> [TASK STATEMENT]
Retype every line of the records below verbatim, leaving the pictures out of your output.

____________________

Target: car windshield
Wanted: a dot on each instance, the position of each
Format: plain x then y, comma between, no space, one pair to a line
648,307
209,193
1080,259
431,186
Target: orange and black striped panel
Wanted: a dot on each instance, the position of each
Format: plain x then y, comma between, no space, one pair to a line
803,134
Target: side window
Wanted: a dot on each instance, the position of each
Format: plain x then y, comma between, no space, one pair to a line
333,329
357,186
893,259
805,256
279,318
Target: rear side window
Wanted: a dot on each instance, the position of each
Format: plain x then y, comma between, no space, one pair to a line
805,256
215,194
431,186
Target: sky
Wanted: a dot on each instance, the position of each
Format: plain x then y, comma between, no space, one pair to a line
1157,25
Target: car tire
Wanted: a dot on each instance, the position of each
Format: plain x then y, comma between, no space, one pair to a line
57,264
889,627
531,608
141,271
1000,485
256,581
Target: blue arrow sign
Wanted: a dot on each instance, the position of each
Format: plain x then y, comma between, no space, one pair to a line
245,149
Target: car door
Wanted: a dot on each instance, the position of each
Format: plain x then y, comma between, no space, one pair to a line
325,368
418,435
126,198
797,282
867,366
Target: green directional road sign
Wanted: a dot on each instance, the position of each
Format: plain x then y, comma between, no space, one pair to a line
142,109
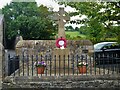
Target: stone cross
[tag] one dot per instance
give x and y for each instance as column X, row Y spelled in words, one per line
column 62, row 20
column 1, row 50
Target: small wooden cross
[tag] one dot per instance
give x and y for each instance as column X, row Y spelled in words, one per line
column 61, row 20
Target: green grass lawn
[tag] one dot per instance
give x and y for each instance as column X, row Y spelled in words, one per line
column 74, row 34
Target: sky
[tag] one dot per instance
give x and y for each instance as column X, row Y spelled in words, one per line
column 48, row 3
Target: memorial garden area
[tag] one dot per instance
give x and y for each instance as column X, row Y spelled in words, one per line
column 59, row 62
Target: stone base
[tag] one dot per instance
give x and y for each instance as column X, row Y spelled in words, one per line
column 61, row 60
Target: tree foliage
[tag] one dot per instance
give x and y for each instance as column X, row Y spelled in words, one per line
column 32, row 21
column 102, row 18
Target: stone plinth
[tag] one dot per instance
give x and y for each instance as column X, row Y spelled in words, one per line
column 61, row 60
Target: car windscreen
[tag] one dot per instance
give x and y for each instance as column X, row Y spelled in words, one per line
column 98, row 46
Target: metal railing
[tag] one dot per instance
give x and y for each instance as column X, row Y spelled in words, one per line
column 65, row 65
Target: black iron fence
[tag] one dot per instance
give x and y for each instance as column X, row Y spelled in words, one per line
column 57, row 65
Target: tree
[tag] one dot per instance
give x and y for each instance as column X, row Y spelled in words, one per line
column 31, row 20
column 102, row 18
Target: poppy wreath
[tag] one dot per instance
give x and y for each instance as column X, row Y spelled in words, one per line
column 60, row 39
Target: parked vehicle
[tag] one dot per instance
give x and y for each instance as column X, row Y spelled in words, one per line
column 107, row 52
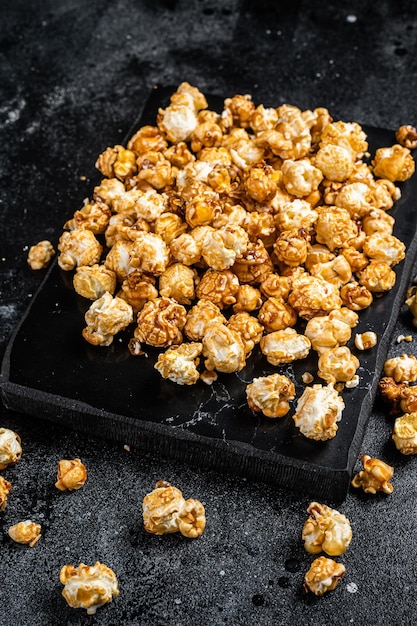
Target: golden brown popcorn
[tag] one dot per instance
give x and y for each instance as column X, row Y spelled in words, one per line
column 312, row 295
column 26, row 532
column 169, row 226
column 355, row 296
column 199, row 318
column 377, row 277
column 296, row 214
column 106, row 317
column 300, row 178
column 185, row 249
column 179, row 363
column 147, row 139
column 334, row 227
column 166, row 511
column 284, row 346
column 378, row 221
column 394, row 163
column 223, row 349
column 366, row 340
column 404, row 434
column 407, row 136
column 149, row 253
column 137, row 288
column 327, row 332
column 270, row 395
column 160, row 322
column 276, row 314
column 5, row 488
column 40, row 255
column 92, row 281
column 337, row 271
column 337, row 365
column 326, row 530
column 218, row 286
column 255, row 264
column 349, row 135
column 384, row 247
column 324, row 575
column 249, row 329
column 71, row 475
column 10, row 448
column 336, row 162
column 290, row 247
column 374, row 477
column 318, row 410
column 178, row 282
column 78, row 247
column 402, row 368
column 88, row 586
column 248, row 298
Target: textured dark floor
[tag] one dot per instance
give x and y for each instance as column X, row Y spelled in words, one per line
column 73, row 76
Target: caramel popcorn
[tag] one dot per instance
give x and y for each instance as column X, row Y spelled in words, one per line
column 26, row 532
column 324, row 575
column 402, row 368
column 270, row 395
column 166, row 511
column 404, row 434
column 326, row 530
column 40, row 255
column 105, row 318
column 5, row 488
column 317, row 412
column 374, row 477
column 10, row 448
column 72, row 474
column 179, row 363
column 88, row 586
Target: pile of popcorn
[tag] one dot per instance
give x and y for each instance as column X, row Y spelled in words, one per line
column 217, row 232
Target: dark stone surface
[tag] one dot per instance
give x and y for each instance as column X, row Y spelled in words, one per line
column 73, row 76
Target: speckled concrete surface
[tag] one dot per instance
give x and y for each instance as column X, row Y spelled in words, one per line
column 73, row 76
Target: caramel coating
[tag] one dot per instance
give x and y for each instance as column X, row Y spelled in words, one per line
column 71, row 475
column 88, row 586
column 326, row 530
column 324, row 575
column 318, row 410
column 5, row 488
column 179, row 363
column 166, row 511
column 10, row 448
column 270, row 395
column 40, row 255
column 374, row 477
column 26, row 532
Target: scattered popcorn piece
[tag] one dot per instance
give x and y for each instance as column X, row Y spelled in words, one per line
column 324, row 575
column 374, row 477
column 404, row 433
column 270, row 395
column 366, row 340
column 88, row 586
column 326, row 530
column 106, row 317
column 402, row 368
column 179, row 363
column 5, row 488
column 40, row 255
column 166, row 511
column 25, row 532
column 317, row 412
column 10, row 448
column 72, row 474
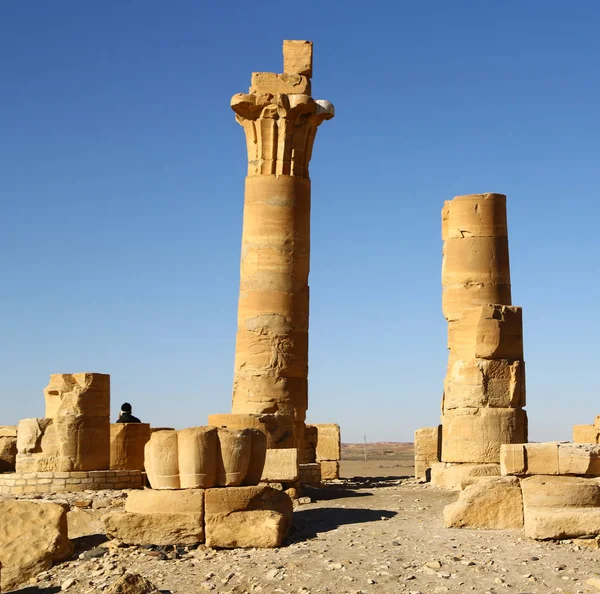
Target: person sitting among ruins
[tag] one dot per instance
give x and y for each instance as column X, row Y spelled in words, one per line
column 125, row 415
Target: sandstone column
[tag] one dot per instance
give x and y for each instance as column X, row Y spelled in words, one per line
column 280, row 120
column 484, row 390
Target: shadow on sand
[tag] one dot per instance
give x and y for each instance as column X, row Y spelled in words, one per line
column 373, row 482
column 310, row 522
column 35, row 590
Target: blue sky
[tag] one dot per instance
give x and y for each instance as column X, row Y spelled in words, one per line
column 122, row 194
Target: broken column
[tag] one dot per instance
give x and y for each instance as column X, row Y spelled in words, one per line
column 280, row 119
column 484, row 391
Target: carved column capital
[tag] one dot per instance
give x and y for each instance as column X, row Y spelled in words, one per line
column 280, row 130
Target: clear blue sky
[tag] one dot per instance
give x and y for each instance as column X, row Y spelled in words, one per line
column 121, row 188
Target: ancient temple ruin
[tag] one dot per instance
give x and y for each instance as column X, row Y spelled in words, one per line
column 484, row 388
column 270, row 387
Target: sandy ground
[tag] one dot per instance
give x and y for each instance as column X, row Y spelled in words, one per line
column 357, row 537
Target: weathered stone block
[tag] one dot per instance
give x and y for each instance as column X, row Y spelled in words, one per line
column 132, row 583
column 453, row 476
column 427, row 449
column 78, row 394
column 578, row 458
column 310, row 444
column 512, row 459
column 258, row 454
column 482, row 382
column 280, row 466
column 155, row 528
column 542, row 458
column 63, row 443
column 279, row 429
column 161, row 460
column 233, row 457
column 197, row 451
column 474, row 215
column 487, row 332
column 330, row 470
column 544, row 523
column 474, row 435
column 274, row 84
column 297, row 57
column 247, row 517
column 475, row 260
column 585, row 434
column 329, row 442
column 495, row 504
column 127, row 443
column 150, row 501
column 8, row 448
column 32, row 537
column 560, row 491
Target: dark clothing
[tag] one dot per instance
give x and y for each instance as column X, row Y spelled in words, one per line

____________________

> [SOLVED EXERCISE]
Target: car windshield
Wanted: a dot on each instance, the position of each
Format: plain x then y, comma between, no space, one pair to a line
648,307
209,193
1080,259
431,186
Target: orange and black striped panel
Wanted: a dot on each instance, the position of each
Format: plain x then y, comma between, no space, one pair to a line
803,134
Target: side window
Wanted: a dot on each instance, the position of each
Format: plain x then y, comma between, no space, one pair to a line
333,329
357,186
893,259
805,256
279,318
Target: rear side window
Wanted: a dot on each instance, the position of each
Format: plain x then y, comma between, no space, one pair to a line
805,256
215,194
431,186
Target: sky
Wanted: a dot on each instance, the position of each
Format: plain x then y, comma between, no space, one pair to a line
1157,25
Target: car tire
Wanted: a dot on each instance, the position of each
Format: plain x then y, comma between, no space, one pair to a line
57,264
889,627
531,608
141,271
1000,485
256,581
Target: blue arrow sign
Wanted: a dot on each instance, the position of each
Format: plain x then y, comma between, no space, one pair to a line
245,149
Target: car door
Wanted: a dot on each instance, the position of each
Format: plain x then y, comma between, no space, one pair to a line
325,368
418,435
126,198
797,282
867,366
Target: green directional road sign
Wanted: a dot on each instance, the position of each
Format: plain x then y, comma between, no space, one pair to a line
142,109
Target: stone cross
[tag] one dot per instance
give x and y for each instance as column X, row Y spelled in words, one per line
column 62, row 20
column 1, row 50
Target: small wooden cross
[tag] one dot per instance
give x and y for each instance as column X, row Y spelled in words, one per line
column 61, row 20
Target: green grass lawn
[tag] one dot per instance
give x and y for each instance as column X, row Y spelled in words, one per line
column 74, row 34
Target: sky
[tag] one dot per instance
give x and y for each instance as column X, row Y spelled in words, one per line
column 48, row 3
Target: memorial garden area
[tag] one dot per instance
give x and y for each instance as column X, row Y spelled in words, one per line
column 59, row 62
Target: stone base
[tag] one dot per instance
give x and y for each instance as column X, row Y spelled in words, one per line
column 61, row 60
Target: tree foliage
[tag] one dot per instance
give x and y for each instance as column X, row Y spelled in words, one per line
column 32, row 21
column 102, row 18
Target: stone plinth
[tag] one dot per instance
give x and y for each instance as column X, row Y spelled in words, one per line
column 61, row 60
Target: car windscreen
[tag] one dot per instance
give x and y for each instance as column X, row Y spelled in words, one per line
column 98, row 46
Target: metal railing
[tag] one dot per instance
give x and y for each instance as column X, row Y spelled in words, one per line
column 65, row 65
Target: black iron fence
[tag] one dot per instance
give x and y for each instance as column X, row Y spelled in words, one per line
column 57, row 65
Target: tree
[tag] one dot per instance
give x and y for each instance as column X, row Y spelled in words, one per line
column 31, row 20
column 102, row 18
Target: poppy wreath
[tag] one dot per instance
give x and y for each instance as column X, row Y spelled in words, one per line
column 60, row 39
Target: parked vehicle
[tag] one dot per instance
give x and y for each instance as column X, row Y spelled in words, one per line
column 107, row 52
Target: golden brown popcorn
[tag] one dot per instance
give x and y for each instance as column X, row Y spelled in words, one per line
column 312, row 295
column 26, row 532
column 169, row 226
column 355, row 296
column 199, row 318
column 377, row 277
column 296, row 214
column 106, row 317
column 300, row 178
column 185, row 249
column 179, row 363
column 147, row 139
column 334, row 227
column 166, row 511
column 284, row 346
column 378, row 221
column 394, row 163
column 223, row 349
column 366, row 340
column 404, row 434
column 407, row 136
column 149, row 253
column 137, row 288
column 327, row 332
column 270, row 395
column 160, row 322
column 276, row 314
column 5, row 488
column 40, row 255
column 92, row 281
column 337, row 271
column 337, row 365
column 326, row 530
column 218, row 286
column 255, row 264
column 349, row 135
column 384, row 247
column 324, row 575
column 249, row 329
column 71, row 475
column 10, row 448
column 336, row 162
column 290, row 247
column 374, row 477
column 318, row 410
column 178, row 282
column 78, row 247
column 402, row 368
column 88, row 586
column 248, row 298
Target: textured dark floor
[tag] one dot per instance
give x and y for each instance as column X, row Y spelled in words, one per line
column 73, row 76
Target: caramel popcorn
[tag] one dot per instance
give x and y for each instance as column X, row Y spelled in words, one per line
column 26, row 532
column 324, row 575
column 402, row 368
column 270, row 395
column 166, row 511
column 404, row 434
column 326, row 530
column 40, row 255
column 105, row 318
column 5, row 488
column 317, row 412
column 374, row 477
column 10, row 448
column 72, row 474
column 179, row 363
column 88, row 586
Target: pile of popcorn
[tag] one dot per instance
give x and y for each instance as column X, row Y spelled in words, one per line
column 217, row 232
Target: dark stone surface
[tag] one dot per instance
give x and y for each instance as column X, row Y spelled in words, one per line
column 73, row 76
Target: speckled concrete surface
[tag] one dot per instance
give x and y for each instance as column X, row Y spelled in words, one per line
column 73, row 76
Target: caramel coating
[tag] one dot per instance
give x and y for each instance as column X, row Y spelled in words, one per line
column 71, row 475
column 88, row 586
column 326, row 530
column 324, row 575
column 318, row 410
column 5, row 488
column 179, row 363
column 166, row 511
column 10, row 448
column 270, row 395
column 40, row 255
column 374, row 477
column 26, row 532
Target: scattered popcorn piece
[tag] one dot per instance
give x and y for each instance as column X, row Y spelled in words, one per line
column 324, row 575
column 374, row 477
column 404, row 433
column 270, row 395
column 366, row 340
column 88, row 586
column 326, row 530
column 106, row 317
column 402, row 368
column 179, row 363
column 5, row 488
column 40, row 255
column 166, row 511
column 25, row 532
column 317, row 412
column 10, row 448
column 72, row 474
Target: person sitting among ruins
[tag] one dot per instance
give x and y for each instance as column X, row Y spelled in words, one per line
column 125, row 415
Target: sandstone column
[tag] one dot per instance
give x and y for each instance as column X, row Y spelled in words, one per line
column 280, row 120
column 484, row 390
Target: shadow on sand
[tag] one dot per instance
give x and y for each instance as column X, row Y spelled in words, one per line
column 373, row 482
column 310, row 522
column 35, row 590
Target: blue sky
[tag] one dot per instance
give x and y for each instance as column X, row Y spelled in words, one per line
column 122, row 194
Target: broken column
[tag] one dot per instance
give x and y for each instance as column X, row Y spelled in words, one per line
column 280, row 119
column 484, row 391
Target: carved column capital
[tag] one dot per instance
give x and y for each instance as column X, row Y spelled in words, one per line
column 280, row 130
Target: clear blue sky
[tag] one dot per instance
give x and y for each instance as column X, row Y spelled in words, one per line
column 121, row 188
Target: ancient temple ruin
[tag] one dot per instance
give x and y for each instance as column X, row Y spelled in words, one per line
column 484, row 388
column 270, row 387
Target: sandy ground
[tag] one dot per instance
give x and y for each instance as column X, row Y spelled in words, one per line
column 357, row 537
Target: weathered stone block
[tag] one dot per instance
give x and y for each instance as column X, row Y spelled in words, one per line
column 132, row 583
column 453, row 476
column 427, row 449
column 78, row 394
column 578, row 458
column 310, row 444
column 512, row 459
column 258, row 454
column 482, row 382
column 280, row 466
column 155, row 528
column 542, row 458
column 63, row 443
column 279, row 429
column 161, row 460
column 233, row 457
column 197, row 451
column 474, row 215
column 487, row 332
column 330, row 470
column 544, row 523
column 474, row 435
column 274, row 84
column 297, row 57
column 247, row 517
column 475, row 260
column 585, row 434
column 329, row 442
column 495, row 504
column 127, row 443
column 150, row 501
column 8, row 448
column 32, row 537
column 560, row 491
Target: dark clothing
[tag] one dot per instance
give x and y for each instance as column X, row Y spelled in words, one per line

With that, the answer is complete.